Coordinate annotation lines
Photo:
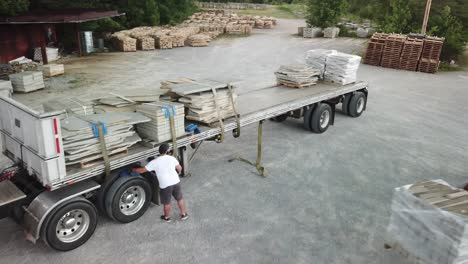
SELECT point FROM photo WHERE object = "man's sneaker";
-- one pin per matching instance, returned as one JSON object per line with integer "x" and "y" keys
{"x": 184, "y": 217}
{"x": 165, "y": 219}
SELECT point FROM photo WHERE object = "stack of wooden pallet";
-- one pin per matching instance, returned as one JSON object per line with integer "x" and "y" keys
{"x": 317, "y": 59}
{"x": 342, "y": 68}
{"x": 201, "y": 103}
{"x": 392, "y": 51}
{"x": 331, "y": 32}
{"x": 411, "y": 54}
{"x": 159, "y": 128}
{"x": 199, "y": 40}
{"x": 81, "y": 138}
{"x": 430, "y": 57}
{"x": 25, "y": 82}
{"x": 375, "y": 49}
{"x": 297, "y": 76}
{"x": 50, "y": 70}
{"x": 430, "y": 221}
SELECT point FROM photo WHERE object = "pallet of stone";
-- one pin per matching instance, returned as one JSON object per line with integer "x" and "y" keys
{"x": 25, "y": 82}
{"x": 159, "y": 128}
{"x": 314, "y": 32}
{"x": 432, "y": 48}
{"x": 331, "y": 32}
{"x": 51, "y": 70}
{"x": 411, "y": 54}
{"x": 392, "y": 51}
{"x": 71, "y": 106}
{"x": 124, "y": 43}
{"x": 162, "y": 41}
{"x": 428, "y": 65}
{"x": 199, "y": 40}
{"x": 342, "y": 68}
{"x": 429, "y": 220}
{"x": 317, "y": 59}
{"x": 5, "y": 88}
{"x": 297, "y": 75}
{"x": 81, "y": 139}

_TASK INSTRUCTIONS_
Render the lines above as a two-column CSV with the headers "query" and "points", one row per SELECT statement, each field quoted and any line breaks replaced with spaces. Leave out the pictures.

_RESULT OF THE EXERCISE_
query,points
"Photo: SELECT point FROM photo WHERE object = ""man's sneaker""; -- one pin per matching instance, returned as one JSON object per line with integer ""x"" and ""y"" keys","{""x"": 184, ""y"": 217} {""x"": 165, ""y"": 219}"
"SELECT point FROM photo WHERE object = ""stack of wooden pallet""; -- one pin per matching instance, returned as one JSON object per line with integer ""x"" and ""y"" keys","{""x"": 317, ""y"": 59} {""x"": 342, ""y"": 68} {""x"": 201, ""y"": 103} {""x"": 392, ""y"": 51} {""x"": 331, ""y"": 32} {""x"": 411, ""y"": 54} {""x"": 159, ""y"": 128} {""x"": 199, ""y"": 40} {""x"": 81, ""y"": 138} {""x"": 430, ""y"": 57} {""x"": 25, ""y"": 82} {""x"": 375, ""y"": 49} {""x"": 297, ""y"": 76} {""x"": 50, ""y"": 70} {""x"": 430, ""y"": 221}"
"SELECT point FROM photo WHERE object = ""pallet of stone""; -- one pin per matching instance, returned as one JSON object per line with integer ""x"" and ""y"" keys","{""x"": 25, ""y"": 82} {""x"": 159, ""y"": 128} {""x"": 314, ""y"": 32} {""x"": 432, ""y"": 48} {""x"": 331, ""y"": 32} {""x"": 51, ""y"": 70} {""x"": 411, ""y"": 54} {""x"": 392, ""y"": 51} {""x"": 71, ""y"": 106} {""x"": 124, ""y"": 43} {""x"": 162, ""y"": 41} {""x"": 428, ""y"": 65} {""x"": 199, ""y"": 40} {""x"": 342, ""y"": 68} {""x"": 429, ""y"": 220} {""x"": 317, ""y"": 59} {""x"": 5, ""y"": 88} {""x"": 297, ""y"": 75} {""x"": 81, ""y"": 139}"